Each entry below needs to be copied exactly, with nothing dropped.

THE DATA =>

*** Begin section ***

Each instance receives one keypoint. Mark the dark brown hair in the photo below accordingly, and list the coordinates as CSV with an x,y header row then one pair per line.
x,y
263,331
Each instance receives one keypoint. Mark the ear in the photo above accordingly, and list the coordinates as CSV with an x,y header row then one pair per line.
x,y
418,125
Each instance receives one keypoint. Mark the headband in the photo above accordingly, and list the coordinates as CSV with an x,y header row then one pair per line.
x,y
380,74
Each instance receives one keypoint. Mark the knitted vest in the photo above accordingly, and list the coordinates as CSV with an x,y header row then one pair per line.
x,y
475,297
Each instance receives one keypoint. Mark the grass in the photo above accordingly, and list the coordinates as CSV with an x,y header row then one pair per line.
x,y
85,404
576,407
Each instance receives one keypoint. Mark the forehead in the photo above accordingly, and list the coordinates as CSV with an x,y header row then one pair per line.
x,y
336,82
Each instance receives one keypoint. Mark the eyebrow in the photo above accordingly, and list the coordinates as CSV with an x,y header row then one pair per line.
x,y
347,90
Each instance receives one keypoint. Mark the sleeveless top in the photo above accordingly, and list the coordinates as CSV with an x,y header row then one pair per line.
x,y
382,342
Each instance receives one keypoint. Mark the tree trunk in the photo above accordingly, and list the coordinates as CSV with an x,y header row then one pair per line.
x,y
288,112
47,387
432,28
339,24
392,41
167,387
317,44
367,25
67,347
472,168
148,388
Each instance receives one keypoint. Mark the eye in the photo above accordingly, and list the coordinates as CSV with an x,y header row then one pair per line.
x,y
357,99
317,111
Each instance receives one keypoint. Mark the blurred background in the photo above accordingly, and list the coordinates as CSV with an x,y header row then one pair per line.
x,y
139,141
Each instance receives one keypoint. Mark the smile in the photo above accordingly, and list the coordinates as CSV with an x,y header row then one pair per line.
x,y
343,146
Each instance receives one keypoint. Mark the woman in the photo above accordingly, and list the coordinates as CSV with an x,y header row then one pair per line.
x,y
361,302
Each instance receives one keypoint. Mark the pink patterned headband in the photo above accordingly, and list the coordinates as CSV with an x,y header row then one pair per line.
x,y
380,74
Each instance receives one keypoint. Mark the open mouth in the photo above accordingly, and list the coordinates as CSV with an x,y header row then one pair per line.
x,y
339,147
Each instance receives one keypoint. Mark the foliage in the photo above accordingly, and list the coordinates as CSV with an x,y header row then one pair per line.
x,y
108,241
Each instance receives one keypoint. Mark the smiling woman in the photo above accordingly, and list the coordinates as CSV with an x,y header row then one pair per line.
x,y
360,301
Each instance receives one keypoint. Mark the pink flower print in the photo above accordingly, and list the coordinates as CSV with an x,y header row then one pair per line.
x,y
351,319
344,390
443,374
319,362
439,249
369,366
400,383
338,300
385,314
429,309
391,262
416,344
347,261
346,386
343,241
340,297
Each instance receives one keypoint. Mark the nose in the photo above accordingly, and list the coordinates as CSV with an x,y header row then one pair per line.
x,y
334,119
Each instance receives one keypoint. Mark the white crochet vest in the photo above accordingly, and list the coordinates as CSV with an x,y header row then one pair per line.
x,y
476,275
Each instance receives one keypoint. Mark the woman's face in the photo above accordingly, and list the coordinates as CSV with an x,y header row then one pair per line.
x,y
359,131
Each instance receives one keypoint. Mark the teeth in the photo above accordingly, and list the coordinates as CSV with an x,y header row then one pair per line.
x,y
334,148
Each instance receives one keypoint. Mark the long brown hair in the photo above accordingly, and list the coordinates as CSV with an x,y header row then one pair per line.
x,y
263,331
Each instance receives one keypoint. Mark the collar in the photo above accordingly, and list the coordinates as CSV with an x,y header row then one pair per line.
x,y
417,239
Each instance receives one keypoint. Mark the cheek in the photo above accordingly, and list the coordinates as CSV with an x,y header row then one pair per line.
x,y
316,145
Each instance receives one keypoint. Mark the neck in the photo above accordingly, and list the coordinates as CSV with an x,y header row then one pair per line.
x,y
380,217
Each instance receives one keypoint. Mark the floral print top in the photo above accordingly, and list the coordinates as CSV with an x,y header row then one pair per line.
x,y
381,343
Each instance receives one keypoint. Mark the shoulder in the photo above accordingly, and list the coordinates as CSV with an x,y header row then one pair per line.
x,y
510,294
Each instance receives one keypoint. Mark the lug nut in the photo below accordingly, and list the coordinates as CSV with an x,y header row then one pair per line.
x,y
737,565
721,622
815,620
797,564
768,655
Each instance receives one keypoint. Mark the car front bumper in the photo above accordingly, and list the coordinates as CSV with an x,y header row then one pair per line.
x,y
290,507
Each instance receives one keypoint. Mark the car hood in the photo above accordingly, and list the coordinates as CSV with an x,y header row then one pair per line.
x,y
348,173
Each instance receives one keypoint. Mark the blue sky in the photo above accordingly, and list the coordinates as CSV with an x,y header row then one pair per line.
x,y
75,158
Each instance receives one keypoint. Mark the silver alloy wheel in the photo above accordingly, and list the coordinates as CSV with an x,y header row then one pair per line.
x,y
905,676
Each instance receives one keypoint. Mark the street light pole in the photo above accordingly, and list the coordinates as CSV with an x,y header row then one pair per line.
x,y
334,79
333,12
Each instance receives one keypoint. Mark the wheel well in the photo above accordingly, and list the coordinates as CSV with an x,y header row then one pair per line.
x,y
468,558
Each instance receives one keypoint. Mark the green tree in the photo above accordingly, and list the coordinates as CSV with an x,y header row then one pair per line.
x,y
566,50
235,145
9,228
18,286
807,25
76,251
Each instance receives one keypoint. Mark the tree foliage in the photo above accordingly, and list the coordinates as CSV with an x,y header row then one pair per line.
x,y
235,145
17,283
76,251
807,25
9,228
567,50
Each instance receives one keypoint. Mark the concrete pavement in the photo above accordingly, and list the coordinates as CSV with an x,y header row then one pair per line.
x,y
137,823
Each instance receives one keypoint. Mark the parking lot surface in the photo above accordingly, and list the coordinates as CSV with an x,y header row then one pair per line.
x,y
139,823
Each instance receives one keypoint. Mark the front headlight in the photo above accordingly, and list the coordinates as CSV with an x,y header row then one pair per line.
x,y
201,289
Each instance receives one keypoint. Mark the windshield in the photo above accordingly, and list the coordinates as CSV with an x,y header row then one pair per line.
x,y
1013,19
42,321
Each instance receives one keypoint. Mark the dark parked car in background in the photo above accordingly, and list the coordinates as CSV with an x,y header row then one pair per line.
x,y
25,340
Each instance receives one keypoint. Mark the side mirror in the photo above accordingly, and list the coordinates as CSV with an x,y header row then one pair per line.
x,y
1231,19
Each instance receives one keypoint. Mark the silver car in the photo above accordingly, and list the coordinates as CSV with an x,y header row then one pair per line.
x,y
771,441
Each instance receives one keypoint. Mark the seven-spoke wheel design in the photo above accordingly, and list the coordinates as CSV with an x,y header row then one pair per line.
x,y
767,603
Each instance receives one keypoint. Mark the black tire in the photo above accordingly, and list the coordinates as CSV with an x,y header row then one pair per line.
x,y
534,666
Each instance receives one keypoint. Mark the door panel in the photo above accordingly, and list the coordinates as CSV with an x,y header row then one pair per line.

*** End section ***

RESULT =>
Each instance receives one keypoint. Mark the dark brown hair in the photo below accordingly, and list the coordinates as CSV with an x,y header row then one pair per line.
x,y
263,331
Each instance receives one keypoint. Mark the ear in the photo above accordingly, and list the coordinates as CSV with an x,y header row then one pair per line.
x,y
418,125
Each instance receives one keypoint. Mark the headband in the photo above accordingly, and list the coordinates as CSV with an x,y header row then one pair per line.
x,y
380,74
Each instance receives one keypoint. Mark the knitted vest in the photo above accordingly, and list the coordinates as CSV with an x,y header row then one pair per line.
x,y
475,297
Each instance receives one keypoint. Mark the grass in the photo above accordingly, and list the coordinates as CSV with an x,y header row then one pair per line.
x,y
85,404
576,407
Each instance receives one keypoint. Mark the forehead in the photo above accordingly, and list the coordinates as CSV with an x,y header row then one pair per line.
x,y
336,82
Each instance receives one keypoint. Mark the eyebrow in the photo above accordingly, and list the coordinates as CSV with an x,y header row then one pair per line.
x,y
347,90
Each instance receives one keypoint. Mark the sleeveless top in the photo above accordingly, and list the coordinates as CSV with an x,y header row then one pair per line.
x,y
382,342
Each instance receives one keypoint. Mark the tree trunk in the photo above accordingly, and list the coordinates as CSV with an x,y header row then one pair per line.
x,y
288,112
47,387
432,28
339,24
392,41
167,387
317,44
367,25
67,347
472,168
148,388
Each instance receives one keypoint. Mark the eye in the photo above accordingly, and list the coordinates as CSV with an x,y header row then one pair per line.
x,y
357,99
317,111
Each instance receives one keypoint. Mark the blurred background in the photo above accordingly, and list the coordinates as CSV with an x,y header row then one pair per line.
x,y
139,141
Each instance receives one keypoint. Mark the smile in the photo above accordingly, and list the coordinates as CSV with an x,y header row then one pair per line.
x,y
343,146
Each instance receives one keypoint. Mark the woman in the photo above accordingly, and list the coordinates as CSV with an x,y header row then one pair per line.
x,y
361,302
Each instance receives one keypoint. Mark the pink patterned headband in the photo above accordingly, and list the coordinates as CSV with an x,y header row then one pair per line.
x,y
380,74
Each instance receives one keypoint. Mark the open mouth in the photo above accordingly, and list the coordinates as CSV with an x,y header row then one pair per line.
x,y
339,147
Each instance receives one keypoint. Mark the foliage in the photo above accordingly, and list the coordinates as CSV with an x,y header row then one pair per line.
x,y
108,241
Each instance receives one keypoint. Mark the smiling woman in the photo above accordingly, and list the coordinates as CSV with an x,y header row then one pair per line.
x,y
360,301
Each instance receives one keypoint. Mark the pink flower print in the photo above accordingly, and list the coordinates as CSV with an x,y header row then one pair per line.
x,y
351,319
344,390
443,374
319,362
439,249
369,366
400,383
338,300
385,314
429,309
391,262
416,344
347,261
346,386
343,241
340,297
Each instance receives one keypoint. Mark the nose in the photo above accordingly, and list the coordinates as CSV with an x,y header row then one pair per line.
x,y
334,119
Each instance receives one keypoint. Mark the white crochet vest in the photo above accordingly, and list the coordinates as CSV with an x,y header row then one pair per line.
x,y
476,275
Each instance receives one keypoint. Mark the woman's face in the photo above accordingly, and list the coordinates as CSV with an x,y header row then one pair per line.
x,y
359,131
Each instance receives one keypoint. Mark the teeth in the photo above accordingly, and list the coordinates as CSV with an x,y header row then one pair per line.
x,y
334,148
Each instance receives one keypoint. Mark the long brown hair in the photo above accordingly, and list the coordinates as CSV with an x,y header row then one pair per line.
x,y
263,331
Each instance receives one keypoint. Mark the collar in the photo above accordingly, and list the coordinates as CSV with an x,y header row then one pair per line.
x,y
417,239
Each instance receives one keypoint. Mark the cheek in the photo above accordingly, and list the coordinates as CSV with an x,y header row then one pair per line.
x,y
316,145
Each instance receives one keypoint. Mark the neck in the photo above accordingly, and list the coordinates as CSV with an x,y header row then one pair per line.
x,y
380,217
Each instance receives one keypoint. Mark the floral print top in the photo above accordingly, and list the coordinates as CSV with an x,y header row then one pair per line.
x,y
381,343
Each instance receives one keypoint. Mark the shoulder in the photo above accordingly, and list the coordinates as CSV with an x,y header row then one pair per line.
x,y
510,294
Each instance receives one keypoint. Mark the lug nut in the photo below accordingly, and list the coordinates as CSV with an x,y header row then one pair per line.
x,y
737,565
721,622
815,620
797,564
768,655
Each instance receives one keypoint. Mark the car front bumper in the photo above accordingly, and list the coordinates as CSV with an x,y header row then one pair per line.
x,y
290,507
Each instance receives one keypoint. Mark the car hood in the photo above accordingly, and list the coordinates as CSV with an x,y header row then one pair per line.
x,y
348,173
Each instance receives one keypoint. Mark the blue sky in the photo above accordingly, and list the coordinates as CSV with an x,y header row then one pair per line.
x,y
75,158
Each instance receives one keypoint. Mark the silver alloy wheel in the photo above accordingly, and list the coordinates as CSV with an x,y header row then one pair per line.
x,y
905,676
Each instance receives one keypoint. Mark the street light pole in the photo above accordingly, and list the coordinates as CSV with an x,y header row then one pair per line.
x,y
334,79
333,12
Each instance receives one keypoint. Mark the wheel well in the photo above accordingly, and list the coordinates as CSV with an x,y header row then one pair per line.
x,y
468,558
Each instance receives one keypoint. Mark the green tree in the photo above accordingly, and list the coordinates as CSV with an x,y header row then one pair per line.
x,y
566,50
235,145
9,228
18,286
807,25
76,251
Each instance receives one keypoint. Mark the tree foliage in the photo above accordingly, and list the coordinates as CSV with an x,y header row then one pair per line.
x,y
235,145
17,283
76,251
807,25
9,228
567,50
Each instance receives one keypoint. Mark the concrete pavement in the photo above accordingly, and list the coordinates as CSV with an x,y header row then one pair per line.
x,y
137,823
Each instance receives one keypoint. Mark the parking lot surface in the photo above accordingly, and list the coordinates as CSV with an x,y header row then one pair per line.
x,y
139,823
Each instance receives one keypoint. Mark the front headlight in the photo above accordingly, and list the coordinates as CSV with an x,y header row then one pair per line.
x,y
201,289
Each instance receives one keypoint. Mark the windshield in the photo above accordingly, and list the coordinates as CSV with an x,y header row then one pair per line.
x,y
1013,19
42,321
Each instance receives one keypoint. Mark the dark parked car in background in the photo above accordingly, and list the coordinates as CSV with an x,y header row then one pair per line.
x,y
25,340
Each instance receives one keypoint. Mark the side mirror in the photo above accordingly, and list the coordinates as CSV with an x,y header row then one pair per line.
x,y
1231,19
Each instance receives one keypoint. Mark the silver car in the photo above accordingly, and list the coordinates as CSV with an x,y header row then one pair per line.
x,y
771,441
Each instance receives one keypoint. Mark the seven-spoke wheel design in the photo above accordingly, and list the coordinates as CSV with an x,y header row then one pair per line.
x,y
767,603
Each instance receives one keypoint. Mark the black tire in the photo above accordingly, and list the coordinates as CSV with an x,y header row then one pair per line.
x,y
534,666
Each instance receives one keypoint. Mark the door panel in the photo above accordingly, and list the coordinates as CSV with an x,y header row then one pair per line.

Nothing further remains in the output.